N.B. Menu Subject to Market purchases and ingredient availability.

Suggested Donation £35 per person. Service charge is not included and left to our guests discretion.


Well believe it or not Hari Covert’s is two years old… we have been doing secret suppers now each month for just over two years and well it seems like the movement in growing. When I started out I was the first in Kent and I now note there are four of us providing you the public with a clandestine eating expierience!

Annie’s Supperclub in the Bromley are started a few months after me and we both met up to chew the fat together and continually have banter on Twitter and Facebook… we are yet to try each others food but we will one day I promise Annie!

The Tapas Crew in Ashford have joined the band and then I have now noted there is a new Veggie inspired one recently started up in Edenbridge called The Fat Carrot

If you are interested in joining the club then check out the following site as the font of all knowledge regarding Supperclubs. You will be amazed how many there are!

So onto what we are calling our “Birthday Bash”… We will be serving some rather sumptuous food that we hope will tempt those gourmets amongst you.

The inspiration for our first course has been the desire to serve some fresh foie gras. I know this for some is a big no no but it is a food if you have never tried should at least once give it a go. I will serve it alongside a homemade traditional chicken liver parfait which will be with a served with a homemade banana and date chutney.

The foie gras will be sliced and very quickly fried in a hot pan to sear the liver surface and it will sit on top of a tart forced rhubarb compote that will help cut into the richness of the liver. I have named the dish with a Germanic title “Leberfest” the only reason being we will as our main course be serving a dish that was inspired by a three Michelin starred Austrian/German Chef Eckart Witzigmann.

A thick double sized Entrecote steak will be roasted with a breadcrumb and bone marrow crust that will then be served with a rich red wine jus.

This is a dish I have not served for many years but was always a popular one when I was cheffing! We will serve it with some green beans (as usual) and then also a gratin dauphinoise which will go well with the roasted steak.

Next we will serve a selection of cheeses and our infamous porridge oat biscuits. Not sure what cheeses yet but will ensure they are an interesting selection!

________________________________________

Name every supperclub that the supperclub post mentions. The listing that comes next can be left aside.

________________________________________

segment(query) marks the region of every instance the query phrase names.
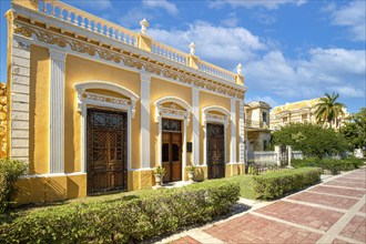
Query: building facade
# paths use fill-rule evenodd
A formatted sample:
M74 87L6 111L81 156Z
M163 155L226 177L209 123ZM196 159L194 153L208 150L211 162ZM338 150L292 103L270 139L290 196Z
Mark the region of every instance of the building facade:
M298 101L293 103L286 103L273 108L271 111L271 129L278 130L281 126L288 123L316 123L316 104L319 102L319 98ZM343 110L343 114L332 121L333 129L339 129L344 121L349 118L349 113L346 109ZM328 123L326 122L326 125Z
M262 101L244 105L247 161L253 160L254 151L266 151L270 145L270 104Z
M61 1L7 12L7 154L19 203L244 173L244 78Z

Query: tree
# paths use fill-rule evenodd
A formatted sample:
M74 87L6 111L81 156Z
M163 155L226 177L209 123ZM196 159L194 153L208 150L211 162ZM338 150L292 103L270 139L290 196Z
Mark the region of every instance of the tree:
M272 134L273 145L292 145L306 156L324 157L348 150L346 139L333 129L311 123L289 123Z
M337 102L339 94L333 92L332 95L325 93L324 98L321 98L319 103L316 104L315 116L317 123L324 124L325 122L329 123L332 129L332 121L338 115L344 114L343 109L346 108L345 104Z
M348 141L352 149L366 146L366 108L362 108L358 113L353 114L339 132Z

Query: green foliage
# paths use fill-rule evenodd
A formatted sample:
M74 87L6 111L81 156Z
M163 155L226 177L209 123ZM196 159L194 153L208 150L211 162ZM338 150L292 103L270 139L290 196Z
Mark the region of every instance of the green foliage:
M337 102L339 94L333 92L332 95L325 93L324 98L316 104L315 116L318 123L324 124L329 123L332 128L332 121L338 115L344 114L343 109L346 108L345 104Z
M332 174L338 174L340 171L352 171L360 167L364 164L364 160L356 157L348 157L343 160L334 159L316 159L308 157L304 160L292 160L292 165L294 167L305 167L305 166L317 166L325 171L329 171Z
M18 160L0 159L0 213L3 213L17 194L16 181L26 171L26 163Z
M347 151L347 141L342 134L311 123L291 123L272 134L274 145L292 145L306 156L322 159L325 155L340 154Z
M225 214L240 186L209 181L181 189L33 210L0 225L1 243L136 243Z
M270 172L253 177L254 191L257 199L276 199L319 182L321 174L319 167Z
M339 132L348 141L352 149L360 149L366 145L366 108L362 108L354 114L350 121L345 122Z

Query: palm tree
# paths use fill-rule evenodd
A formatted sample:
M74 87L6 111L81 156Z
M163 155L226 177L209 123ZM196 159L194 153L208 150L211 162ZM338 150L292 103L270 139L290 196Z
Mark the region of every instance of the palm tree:
M332 128L332 121L338 115L344 114L343 109L346 108L345 104L337 102L339 94L333 92L332 95L325 93L324 98L321 98L321 101L316 104L315 116L317 123L328 122Z

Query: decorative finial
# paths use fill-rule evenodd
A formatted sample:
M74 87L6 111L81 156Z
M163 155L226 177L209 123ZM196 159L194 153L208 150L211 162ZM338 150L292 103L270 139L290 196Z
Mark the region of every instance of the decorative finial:
M191 55L194 55L194 53L195 53L195 49L194 49L195 48L195 44L194 44L194 42L192 41L189 47L190 47L190 54Z
M143 18L143 20L140 21L140 26L141 26L141 33L146 34L149 22L145 18Z
M237 67L236 67L236 73L237 74L243 74L243 65L242 63L238 63Z

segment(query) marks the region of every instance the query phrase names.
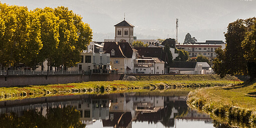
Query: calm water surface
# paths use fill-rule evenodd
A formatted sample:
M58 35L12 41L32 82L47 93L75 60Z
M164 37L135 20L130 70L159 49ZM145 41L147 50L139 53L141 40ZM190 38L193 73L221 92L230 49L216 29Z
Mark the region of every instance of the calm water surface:
M186 95L139 92L0 102L1 127L214 127Z

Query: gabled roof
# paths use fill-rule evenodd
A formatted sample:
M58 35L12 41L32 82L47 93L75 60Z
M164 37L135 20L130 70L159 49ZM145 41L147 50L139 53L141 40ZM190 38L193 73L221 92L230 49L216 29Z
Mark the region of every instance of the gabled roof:
M111 55L111 51L112 49L115 51L114 56ZM110 57L133 57L133 49L127 42L105 42L103 50L105 51L105 53L110 54Z
M134 26L133 26L133 25L131 24L130 23L128 23L127 22L123 20L123 21L119 23L118 24L115 25L114 25L114 26L130 26L130 27L135 27Z
M169 38L166 39L162 43L162 45L165 46L166 44L169 44L170 48L175 48L175 39Z
M167 54L164 52L162 48L159 47L135 47L139 55L142 57L159 58L164 61L168 61Z
M210 65L207 63L207 62L197 62L197 64L202 65L202 67L211 67L211 66L210 66Z
M171 68L195 68L196 62L174 61Z
M191 43L191 44L201 44L201 45L221 45L225 44L223 41L206 41L205 42L195 42Z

________________________________________

■ **RESPONSE TO THIS EXERCISE**: Hari Covert's, Annie's Supperclub, The Tapas Crew, The Fat Carrot